Exercise description: Every line below that holds the string "plastic" should be copied out.

(Saved data entries)
------------------------------------------------------------

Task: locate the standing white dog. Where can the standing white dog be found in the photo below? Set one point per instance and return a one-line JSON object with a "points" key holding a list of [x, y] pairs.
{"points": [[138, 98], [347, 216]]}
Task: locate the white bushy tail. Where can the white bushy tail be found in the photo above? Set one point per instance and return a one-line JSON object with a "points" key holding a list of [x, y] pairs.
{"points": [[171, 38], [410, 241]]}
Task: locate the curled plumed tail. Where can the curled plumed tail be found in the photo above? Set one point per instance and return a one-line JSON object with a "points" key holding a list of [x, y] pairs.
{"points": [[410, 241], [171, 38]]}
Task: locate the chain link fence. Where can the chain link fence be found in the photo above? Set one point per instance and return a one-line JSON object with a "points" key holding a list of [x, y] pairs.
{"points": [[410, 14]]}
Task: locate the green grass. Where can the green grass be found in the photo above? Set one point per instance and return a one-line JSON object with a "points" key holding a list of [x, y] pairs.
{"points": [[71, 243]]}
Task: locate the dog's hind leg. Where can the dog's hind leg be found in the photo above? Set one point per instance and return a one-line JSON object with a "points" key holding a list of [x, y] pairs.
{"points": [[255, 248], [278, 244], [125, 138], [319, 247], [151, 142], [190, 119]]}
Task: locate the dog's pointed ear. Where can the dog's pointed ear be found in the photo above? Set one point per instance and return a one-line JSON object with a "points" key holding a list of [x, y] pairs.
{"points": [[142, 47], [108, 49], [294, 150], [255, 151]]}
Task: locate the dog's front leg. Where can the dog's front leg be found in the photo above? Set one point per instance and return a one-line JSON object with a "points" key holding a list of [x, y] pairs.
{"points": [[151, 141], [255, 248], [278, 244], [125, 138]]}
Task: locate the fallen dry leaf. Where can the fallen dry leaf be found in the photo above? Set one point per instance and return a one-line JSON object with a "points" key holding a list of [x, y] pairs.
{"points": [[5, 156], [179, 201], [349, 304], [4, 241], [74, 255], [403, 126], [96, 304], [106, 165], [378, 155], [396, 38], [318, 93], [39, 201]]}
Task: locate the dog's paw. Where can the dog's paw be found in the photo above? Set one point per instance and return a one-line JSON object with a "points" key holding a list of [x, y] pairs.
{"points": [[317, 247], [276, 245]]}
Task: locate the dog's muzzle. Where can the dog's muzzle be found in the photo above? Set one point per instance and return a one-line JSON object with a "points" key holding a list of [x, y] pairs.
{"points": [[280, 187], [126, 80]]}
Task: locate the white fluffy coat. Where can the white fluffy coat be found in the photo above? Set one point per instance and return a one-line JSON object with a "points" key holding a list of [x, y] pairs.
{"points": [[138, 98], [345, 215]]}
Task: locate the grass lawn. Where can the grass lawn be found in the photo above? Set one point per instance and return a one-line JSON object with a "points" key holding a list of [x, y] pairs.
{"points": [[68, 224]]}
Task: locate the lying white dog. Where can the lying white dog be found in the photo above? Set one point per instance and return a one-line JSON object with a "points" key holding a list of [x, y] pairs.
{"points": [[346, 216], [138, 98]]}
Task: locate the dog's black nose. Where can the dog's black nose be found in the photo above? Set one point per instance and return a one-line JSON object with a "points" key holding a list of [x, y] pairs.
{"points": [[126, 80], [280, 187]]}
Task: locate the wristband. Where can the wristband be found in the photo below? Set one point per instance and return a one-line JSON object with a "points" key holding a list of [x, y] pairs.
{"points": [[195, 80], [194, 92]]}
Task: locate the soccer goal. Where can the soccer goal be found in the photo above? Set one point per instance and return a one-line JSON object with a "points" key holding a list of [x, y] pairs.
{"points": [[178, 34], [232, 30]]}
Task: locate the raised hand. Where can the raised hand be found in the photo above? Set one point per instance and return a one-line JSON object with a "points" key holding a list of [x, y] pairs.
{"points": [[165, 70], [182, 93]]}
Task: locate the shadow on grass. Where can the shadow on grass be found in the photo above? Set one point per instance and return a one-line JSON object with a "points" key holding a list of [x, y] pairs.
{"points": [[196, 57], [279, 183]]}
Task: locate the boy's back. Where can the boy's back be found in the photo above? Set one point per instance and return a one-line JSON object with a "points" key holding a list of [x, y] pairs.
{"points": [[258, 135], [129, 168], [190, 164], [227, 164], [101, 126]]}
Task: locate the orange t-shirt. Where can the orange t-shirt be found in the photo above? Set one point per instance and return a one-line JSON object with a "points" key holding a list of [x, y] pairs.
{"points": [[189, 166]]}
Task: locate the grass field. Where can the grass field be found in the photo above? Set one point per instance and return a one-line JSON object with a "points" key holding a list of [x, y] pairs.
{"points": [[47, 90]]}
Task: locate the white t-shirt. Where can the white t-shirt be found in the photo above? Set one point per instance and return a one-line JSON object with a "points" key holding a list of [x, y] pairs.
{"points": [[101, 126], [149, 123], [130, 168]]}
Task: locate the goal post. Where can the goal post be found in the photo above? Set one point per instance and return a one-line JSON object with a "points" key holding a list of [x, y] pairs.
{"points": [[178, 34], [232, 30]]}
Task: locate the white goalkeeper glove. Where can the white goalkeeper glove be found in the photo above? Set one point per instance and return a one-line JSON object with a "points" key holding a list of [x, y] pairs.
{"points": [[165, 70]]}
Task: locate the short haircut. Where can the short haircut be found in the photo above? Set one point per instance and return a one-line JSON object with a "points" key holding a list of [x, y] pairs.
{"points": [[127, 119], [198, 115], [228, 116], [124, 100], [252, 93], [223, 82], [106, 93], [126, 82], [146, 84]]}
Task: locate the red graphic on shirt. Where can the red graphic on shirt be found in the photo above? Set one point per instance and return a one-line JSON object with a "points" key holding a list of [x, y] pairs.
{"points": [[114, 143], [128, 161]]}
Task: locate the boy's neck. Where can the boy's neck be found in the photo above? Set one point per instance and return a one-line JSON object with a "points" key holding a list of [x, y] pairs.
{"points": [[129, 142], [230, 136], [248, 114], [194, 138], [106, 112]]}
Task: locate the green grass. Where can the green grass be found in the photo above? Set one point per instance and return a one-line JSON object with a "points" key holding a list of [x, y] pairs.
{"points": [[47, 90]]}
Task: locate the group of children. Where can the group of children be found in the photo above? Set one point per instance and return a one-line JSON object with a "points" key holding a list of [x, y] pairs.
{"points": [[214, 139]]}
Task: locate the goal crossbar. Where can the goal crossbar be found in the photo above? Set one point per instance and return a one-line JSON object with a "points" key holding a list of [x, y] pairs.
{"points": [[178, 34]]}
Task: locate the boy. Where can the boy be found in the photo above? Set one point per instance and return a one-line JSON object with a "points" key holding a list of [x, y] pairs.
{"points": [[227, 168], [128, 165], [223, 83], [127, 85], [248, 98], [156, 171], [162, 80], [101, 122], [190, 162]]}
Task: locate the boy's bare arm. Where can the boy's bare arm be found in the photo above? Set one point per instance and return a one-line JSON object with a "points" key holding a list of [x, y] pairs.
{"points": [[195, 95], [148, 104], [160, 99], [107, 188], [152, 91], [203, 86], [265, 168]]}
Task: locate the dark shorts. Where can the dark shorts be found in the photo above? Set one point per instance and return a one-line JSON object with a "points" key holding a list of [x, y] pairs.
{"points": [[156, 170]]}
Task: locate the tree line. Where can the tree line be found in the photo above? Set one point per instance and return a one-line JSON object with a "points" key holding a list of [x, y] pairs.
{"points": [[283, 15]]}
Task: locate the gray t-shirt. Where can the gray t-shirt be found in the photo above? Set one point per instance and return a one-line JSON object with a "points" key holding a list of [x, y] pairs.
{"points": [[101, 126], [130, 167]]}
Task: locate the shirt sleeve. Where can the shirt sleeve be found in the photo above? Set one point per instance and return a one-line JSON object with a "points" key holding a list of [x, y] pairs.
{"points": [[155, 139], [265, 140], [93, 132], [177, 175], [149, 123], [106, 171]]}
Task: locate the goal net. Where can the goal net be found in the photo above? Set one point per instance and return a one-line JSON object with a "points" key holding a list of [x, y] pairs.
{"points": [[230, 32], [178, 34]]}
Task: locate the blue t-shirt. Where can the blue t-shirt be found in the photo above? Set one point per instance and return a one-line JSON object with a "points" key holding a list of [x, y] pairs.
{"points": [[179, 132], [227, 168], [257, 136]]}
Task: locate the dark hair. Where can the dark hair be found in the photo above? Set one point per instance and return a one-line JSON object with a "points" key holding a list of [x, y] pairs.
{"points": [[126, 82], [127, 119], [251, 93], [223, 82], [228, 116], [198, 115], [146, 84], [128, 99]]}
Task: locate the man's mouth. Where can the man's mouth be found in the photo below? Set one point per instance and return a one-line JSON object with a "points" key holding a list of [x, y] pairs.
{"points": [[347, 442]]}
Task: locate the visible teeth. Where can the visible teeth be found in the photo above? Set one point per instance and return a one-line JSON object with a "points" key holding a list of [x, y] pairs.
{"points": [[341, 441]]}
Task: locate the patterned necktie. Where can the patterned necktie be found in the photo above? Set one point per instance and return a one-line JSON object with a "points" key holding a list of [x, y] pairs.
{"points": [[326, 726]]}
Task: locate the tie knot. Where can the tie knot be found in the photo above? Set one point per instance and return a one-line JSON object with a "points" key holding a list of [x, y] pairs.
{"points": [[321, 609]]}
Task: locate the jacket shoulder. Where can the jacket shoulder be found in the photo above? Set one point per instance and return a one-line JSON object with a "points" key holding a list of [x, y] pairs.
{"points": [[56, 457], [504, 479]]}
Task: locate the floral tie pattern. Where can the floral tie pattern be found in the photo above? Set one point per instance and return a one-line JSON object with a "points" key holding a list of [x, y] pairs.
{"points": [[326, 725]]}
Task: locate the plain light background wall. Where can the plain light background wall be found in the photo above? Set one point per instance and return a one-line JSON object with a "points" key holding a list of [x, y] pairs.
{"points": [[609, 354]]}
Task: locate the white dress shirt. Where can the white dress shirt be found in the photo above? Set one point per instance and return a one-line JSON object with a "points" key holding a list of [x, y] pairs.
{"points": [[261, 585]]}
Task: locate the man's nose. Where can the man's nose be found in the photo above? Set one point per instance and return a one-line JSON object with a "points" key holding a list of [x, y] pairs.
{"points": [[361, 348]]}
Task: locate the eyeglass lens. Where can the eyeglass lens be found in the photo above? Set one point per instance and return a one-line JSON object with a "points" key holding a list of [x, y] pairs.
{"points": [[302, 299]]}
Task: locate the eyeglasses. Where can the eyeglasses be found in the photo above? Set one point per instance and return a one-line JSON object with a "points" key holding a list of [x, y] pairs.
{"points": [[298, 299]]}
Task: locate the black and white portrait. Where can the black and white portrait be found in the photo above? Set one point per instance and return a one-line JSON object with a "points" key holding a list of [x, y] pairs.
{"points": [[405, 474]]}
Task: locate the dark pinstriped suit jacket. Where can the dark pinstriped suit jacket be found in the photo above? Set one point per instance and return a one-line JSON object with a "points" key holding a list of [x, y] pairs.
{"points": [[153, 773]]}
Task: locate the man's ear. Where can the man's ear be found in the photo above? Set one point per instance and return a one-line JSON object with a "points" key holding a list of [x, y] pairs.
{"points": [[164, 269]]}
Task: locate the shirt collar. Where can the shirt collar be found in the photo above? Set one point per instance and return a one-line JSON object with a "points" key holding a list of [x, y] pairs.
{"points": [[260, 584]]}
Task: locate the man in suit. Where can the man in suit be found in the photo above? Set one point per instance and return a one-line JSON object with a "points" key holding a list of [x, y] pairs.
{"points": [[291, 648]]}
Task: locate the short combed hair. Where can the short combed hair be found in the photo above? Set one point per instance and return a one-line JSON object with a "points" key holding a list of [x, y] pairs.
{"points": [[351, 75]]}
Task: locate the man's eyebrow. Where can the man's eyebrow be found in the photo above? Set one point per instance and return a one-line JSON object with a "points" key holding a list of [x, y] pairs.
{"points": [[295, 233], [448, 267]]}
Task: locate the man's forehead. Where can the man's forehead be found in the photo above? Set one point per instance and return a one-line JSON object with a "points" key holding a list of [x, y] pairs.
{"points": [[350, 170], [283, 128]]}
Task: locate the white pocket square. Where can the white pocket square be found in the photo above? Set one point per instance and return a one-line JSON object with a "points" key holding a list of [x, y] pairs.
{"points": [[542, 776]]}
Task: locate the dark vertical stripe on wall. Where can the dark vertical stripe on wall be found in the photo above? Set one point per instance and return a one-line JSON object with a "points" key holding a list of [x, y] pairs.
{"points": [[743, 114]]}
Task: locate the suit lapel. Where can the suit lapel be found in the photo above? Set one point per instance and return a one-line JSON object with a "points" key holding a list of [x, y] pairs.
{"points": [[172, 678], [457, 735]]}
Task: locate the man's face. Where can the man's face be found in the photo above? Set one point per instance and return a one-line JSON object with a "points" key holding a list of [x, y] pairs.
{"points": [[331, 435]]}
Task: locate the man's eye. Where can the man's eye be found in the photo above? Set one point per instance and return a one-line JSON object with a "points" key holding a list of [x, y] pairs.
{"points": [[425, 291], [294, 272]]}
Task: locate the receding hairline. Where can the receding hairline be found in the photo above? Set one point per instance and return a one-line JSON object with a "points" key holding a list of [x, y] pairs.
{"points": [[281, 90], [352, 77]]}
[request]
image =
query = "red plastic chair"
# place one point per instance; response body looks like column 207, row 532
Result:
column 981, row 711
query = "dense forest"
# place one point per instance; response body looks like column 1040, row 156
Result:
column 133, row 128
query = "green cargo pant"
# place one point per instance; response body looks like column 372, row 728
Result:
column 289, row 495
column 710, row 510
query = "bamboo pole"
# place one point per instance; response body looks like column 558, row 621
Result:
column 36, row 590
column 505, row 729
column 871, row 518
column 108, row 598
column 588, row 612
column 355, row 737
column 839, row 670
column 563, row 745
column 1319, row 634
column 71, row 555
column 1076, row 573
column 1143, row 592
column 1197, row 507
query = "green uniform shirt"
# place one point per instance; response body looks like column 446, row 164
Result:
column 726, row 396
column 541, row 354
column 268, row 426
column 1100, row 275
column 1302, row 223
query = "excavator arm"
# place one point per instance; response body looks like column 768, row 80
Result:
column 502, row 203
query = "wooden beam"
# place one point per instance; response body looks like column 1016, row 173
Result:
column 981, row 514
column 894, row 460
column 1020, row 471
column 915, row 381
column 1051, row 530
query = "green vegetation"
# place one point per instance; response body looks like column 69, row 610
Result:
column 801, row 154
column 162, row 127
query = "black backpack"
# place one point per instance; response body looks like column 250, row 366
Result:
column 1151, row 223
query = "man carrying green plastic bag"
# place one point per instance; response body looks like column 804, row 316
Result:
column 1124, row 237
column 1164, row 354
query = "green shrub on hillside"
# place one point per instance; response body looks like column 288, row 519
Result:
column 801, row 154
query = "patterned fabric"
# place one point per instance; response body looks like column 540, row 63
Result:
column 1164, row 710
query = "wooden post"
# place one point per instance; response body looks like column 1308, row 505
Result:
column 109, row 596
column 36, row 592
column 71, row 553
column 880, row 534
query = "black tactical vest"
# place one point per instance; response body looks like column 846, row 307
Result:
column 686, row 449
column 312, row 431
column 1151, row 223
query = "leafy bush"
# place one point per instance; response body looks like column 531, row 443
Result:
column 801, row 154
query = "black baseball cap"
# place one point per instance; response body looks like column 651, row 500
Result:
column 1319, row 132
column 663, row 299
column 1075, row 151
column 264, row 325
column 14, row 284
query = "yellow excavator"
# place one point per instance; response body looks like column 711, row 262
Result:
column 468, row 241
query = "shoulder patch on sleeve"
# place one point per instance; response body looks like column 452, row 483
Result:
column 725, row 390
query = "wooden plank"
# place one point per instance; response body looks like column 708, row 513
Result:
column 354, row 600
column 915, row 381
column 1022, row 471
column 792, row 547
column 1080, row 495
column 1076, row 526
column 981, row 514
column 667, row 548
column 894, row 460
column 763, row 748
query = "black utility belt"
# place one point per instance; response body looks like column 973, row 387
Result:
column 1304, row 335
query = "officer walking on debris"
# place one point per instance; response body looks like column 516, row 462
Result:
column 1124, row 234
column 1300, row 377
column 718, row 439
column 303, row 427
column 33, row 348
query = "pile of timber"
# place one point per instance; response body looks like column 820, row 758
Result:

------------------------------------------------------------

Answer to the exercise:
query = "red plastic chair"
query = "man carrying green plastic bag"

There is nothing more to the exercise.